╭─ Excerpted text
# NAHBS Feb 8-10



## abiciriderback (Jun 8, 2005)

Anybody else planning on going to the NAHBS in Portland Feb8-10.
As of now I plan on going down on Saturady Feb 9. Would be great to see any other RBR people.
The link is listed below

http://handmadebicycleshow.com/2008/index.php?option=com_frontpage&Itemid=1

Ray Still


----------



## thien (Feb 18, 2004)

Ray, thanks for asking this, I was just about to post the same thing! RoadBikeReview.com and MTBR.com will both be up at the show and would love for anyone showing up at the show to stop by our booth and say hi.


----------



## Wookiebiker (Sep 5, 2005)

I'm considering it since I only live about 20 miles from the convention center....The question is can I con my wife into being dragged along? If I go it will likely be Saturday.


----------



## ejr13 (Dec 14, 2006)

I hear it's moving back east the following few years so now's the time if live close by.


----------



## Fletcherfam (Sep 11, 2007)

I am all there, I am a newbie at this road bike thing but it looks like a blast and I will hopefully get to learn a ton.


----------



## dead flag blues (Aug 26, 2004)

I'll be there with a few friends from the midwest who are flying in for the show. There should be a lot of parties going on after the show.


----------



## superjohnny (May 16, 2006)

Yea I'm definitely going. Planning on Saturday, but that may get moved to Sunday depending on how the kid is doing. It should be awesome.


----------



## Kenacycle (May 28, 2006)

I will be driving down to Portland from Vancouver BC. I even booked a hotel for Saturday night.
╰─
╭─ Supplied entries
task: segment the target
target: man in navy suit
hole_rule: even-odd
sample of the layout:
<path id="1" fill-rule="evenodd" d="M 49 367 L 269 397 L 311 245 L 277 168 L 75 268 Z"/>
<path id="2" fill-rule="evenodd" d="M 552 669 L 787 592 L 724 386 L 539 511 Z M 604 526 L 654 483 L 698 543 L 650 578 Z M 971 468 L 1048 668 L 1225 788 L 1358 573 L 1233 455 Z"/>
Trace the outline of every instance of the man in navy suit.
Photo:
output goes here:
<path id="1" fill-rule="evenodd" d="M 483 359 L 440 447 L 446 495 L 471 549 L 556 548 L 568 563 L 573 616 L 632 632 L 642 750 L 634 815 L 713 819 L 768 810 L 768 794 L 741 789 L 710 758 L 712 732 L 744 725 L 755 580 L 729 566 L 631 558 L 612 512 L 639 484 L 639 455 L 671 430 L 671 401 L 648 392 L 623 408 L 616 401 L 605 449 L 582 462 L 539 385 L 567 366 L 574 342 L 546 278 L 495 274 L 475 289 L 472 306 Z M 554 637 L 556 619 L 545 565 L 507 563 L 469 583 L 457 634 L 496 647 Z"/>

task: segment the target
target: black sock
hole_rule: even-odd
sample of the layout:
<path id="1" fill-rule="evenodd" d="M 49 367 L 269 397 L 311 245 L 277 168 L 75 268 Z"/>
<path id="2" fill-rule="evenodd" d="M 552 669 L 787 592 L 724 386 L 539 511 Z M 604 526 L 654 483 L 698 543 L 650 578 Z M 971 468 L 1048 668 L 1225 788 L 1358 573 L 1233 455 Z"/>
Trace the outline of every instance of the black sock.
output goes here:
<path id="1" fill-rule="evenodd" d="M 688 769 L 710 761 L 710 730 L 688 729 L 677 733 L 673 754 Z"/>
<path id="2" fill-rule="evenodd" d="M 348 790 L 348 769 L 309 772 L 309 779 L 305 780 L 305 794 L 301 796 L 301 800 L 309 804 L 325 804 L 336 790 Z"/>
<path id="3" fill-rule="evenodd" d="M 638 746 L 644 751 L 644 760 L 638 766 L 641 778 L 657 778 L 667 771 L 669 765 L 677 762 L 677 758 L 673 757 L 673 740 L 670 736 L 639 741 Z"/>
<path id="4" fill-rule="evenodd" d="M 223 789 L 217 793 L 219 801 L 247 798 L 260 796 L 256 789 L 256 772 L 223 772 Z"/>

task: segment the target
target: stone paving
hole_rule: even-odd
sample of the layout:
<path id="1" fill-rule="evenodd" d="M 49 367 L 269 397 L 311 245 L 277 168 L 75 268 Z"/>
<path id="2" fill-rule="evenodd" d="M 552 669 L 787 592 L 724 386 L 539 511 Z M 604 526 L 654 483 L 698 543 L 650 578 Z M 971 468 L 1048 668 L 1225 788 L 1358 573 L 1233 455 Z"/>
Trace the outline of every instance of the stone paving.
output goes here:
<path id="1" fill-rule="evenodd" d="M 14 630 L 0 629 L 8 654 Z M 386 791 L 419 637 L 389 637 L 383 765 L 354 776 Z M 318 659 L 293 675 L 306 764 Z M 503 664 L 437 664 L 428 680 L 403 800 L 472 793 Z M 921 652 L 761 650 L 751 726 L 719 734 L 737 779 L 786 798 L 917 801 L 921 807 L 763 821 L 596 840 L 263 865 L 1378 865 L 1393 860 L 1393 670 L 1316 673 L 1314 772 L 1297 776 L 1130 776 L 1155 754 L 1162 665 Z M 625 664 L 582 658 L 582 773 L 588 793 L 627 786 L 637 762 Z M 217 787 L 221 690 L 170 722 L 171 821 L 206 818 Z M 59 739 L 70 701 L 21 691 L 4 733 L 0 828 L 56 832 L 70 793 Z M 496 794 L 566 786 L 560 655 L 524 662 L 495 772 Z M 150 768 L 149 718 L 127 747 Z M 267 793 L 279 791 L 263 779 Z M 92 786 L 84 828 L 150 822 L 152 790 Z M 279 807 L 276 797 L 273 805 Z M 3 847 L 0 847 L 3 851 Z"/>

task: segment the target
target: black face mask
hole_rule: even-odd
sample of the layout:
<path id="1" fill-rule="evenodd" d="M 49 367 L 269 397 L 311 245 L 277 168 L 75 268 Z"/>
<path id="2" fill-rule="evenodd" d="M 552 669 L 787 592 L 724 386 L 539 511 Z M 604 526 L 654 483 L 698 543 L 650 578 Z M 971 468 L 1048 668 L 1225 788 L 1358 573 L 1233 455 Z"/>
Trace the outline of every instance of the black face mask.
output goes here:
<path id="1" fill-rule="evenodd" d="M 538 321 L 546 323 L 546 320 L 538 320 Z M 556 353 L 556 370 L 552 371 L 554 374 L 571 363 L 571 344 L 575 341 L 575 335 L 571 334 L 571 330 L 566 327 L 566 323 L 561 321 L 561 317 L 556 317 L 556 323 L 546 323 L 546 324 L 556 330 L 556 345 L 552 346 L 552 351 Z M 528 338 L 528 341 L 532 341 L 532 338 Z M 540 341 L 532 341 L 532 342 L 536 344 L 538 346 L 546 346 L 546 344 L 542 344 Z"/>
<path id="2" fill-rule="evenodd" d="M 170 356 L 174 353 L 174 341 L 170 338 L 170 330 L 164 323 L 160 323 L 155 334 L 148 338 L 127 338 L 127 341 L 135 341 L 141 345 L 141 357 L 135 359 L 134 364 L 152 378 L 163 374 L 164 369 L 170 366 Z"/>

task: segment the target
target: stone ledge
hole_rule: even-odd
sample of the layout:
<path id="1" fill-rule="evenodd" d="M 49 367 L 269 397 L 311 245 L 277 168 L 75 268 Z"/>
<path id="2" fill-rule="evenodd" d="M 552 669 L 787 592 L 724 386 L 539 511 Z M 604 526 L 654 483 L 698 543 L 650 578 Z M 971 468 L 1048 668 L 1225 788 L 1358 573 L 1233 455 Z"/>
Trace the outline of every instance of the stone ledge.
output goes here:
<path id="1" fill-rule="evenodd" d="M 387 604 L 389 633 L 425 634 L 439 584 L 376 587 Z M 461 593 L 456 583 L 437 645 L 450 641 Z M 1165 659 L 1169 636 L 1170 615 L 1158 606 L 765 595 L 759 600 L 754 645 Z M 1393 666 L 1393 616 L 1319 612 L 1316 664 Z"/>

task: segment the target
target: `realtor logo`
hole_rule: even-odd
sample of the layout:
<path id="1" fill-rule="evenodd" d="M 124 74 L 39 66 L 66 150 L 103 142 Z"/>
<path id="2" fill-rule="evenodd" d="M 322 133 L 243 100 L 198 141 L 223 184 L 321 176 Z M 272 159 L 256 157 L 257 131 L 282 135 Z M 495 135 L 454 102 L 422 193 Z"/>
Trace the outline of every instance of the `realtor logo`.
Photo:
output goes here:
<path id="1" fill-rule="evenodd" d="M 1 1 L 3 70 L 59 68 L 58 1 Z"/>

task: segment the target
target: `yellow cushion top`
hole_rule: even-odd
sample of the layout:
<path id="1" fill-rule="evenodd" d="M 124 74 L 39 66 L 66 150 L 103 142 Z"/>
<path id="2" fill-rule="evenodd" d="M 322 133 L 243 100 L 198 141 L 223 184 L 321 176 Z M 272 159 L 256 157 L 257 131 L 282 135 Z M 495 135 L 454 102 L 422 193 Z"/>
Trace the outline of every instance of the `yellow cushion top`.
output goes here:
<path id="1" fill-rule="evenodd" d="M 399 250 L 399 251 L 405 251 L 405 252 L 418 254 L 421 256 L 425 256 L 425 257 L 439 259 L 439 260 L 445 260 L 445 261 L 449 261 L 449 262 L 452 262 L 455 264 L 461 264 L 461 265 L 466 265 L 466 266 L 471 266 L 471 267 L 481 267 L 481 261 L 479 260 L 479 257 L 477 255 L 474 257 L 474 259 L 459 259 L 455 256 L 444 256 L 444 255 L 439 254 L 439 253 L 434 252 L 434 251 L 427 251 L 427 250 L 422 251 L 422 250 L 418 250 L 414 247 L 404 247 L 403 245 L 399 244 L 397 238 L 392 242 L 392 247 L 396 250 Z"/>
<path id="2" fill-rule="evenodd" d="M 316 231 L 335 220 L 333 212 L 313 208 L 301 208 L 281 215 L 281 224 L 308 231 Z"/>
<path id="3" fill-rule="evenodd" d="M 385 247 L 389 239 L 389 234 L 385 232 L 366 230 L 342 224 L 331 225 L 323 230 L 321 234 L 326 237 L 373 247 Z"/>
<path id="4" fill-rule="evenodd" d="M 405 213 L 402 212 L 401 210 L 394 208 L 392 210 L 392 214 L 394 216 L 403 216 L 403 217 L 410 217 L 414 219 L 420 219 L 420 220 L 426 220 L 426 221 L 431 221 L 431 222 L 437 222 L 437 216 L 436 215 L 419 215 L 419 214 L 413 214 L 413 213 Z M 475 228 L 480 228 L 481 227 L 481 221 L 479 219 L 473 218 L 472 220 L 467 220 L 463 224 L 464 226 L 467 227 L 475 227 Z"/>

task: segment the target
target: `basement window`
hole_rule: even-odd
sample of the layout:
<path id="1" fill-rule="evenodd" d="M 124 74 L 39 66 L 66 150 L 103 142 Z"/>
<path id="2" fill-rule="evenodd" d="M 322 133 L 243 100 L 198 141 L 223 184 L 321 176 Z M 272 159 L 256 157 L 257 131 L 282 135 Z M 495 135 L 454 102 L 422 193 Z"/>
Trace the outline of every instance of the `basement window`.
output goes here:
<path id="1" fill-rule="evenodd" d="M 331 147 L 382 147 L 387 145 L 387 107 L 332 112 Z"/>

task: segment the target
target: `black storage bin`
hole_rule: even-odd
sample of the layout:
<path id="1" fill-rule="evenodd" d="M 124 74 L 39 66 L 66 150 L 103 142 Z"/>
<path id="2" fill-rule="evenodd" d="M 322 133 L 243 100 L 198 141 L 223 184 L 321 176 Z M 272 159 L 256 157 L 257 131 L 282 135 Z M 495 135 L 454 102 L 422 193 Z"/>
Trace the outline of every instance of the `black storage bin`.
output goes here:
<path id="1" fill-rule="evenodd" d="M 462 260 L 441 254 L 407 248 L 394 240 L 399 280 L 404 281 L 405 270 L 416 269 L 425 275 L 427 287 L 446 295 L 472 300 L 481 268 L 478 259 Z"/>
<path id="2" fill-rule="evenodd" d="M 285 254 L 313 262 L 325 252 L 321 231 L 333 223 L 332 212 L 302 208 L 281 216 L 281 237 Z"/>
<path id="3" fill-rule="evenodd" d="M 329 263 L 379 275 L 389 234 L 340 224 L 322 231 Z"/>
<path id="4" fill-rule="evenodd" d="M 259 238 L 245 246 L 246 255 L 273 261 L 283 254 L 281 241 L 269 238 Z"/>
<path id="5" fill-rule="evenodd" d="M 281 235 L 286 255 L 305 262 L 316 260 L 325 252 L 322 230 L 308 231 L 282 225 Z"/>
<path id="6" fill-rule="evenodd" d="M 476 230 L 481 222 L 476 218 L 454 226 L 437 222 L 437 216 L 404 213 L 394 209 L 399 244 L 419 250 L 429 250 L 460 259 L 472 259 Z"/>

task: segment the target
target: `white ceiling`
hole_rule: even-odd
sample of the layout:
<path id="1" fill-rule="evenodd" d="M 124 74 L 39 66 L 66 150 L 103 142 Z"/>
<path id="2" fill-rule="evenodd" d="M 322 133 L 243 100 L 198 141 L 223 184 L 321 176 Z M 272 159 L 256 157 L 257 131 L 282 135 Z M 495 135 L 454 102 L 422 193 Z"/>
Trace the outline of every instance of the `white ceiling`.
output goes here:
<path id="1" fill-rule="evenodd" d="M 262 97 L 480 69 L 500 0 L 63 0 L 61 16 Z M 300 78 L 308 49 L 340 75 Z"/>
╰─
## Set tasks:
- A) From the forum thread about the handmade bicycle show, write out the passage that begins at the words "I am all there, I" and stops after "after the show.".
- B) In the forum thread about the handmade bicycle show, how far from the convention center does Wookiebiker say he lives?

## Exercise solutions:
- A)
I am all there, I am a newbie at this road bike thing but it looks like a blast and I will hopefully get to learn a ton.


----------



## dead flag blues (Aug 26, 2004)

I'll be there with a few friends from the midwest who are flying in for the show. There should be a lot of parties going on after the show.

- B) About 20 miles.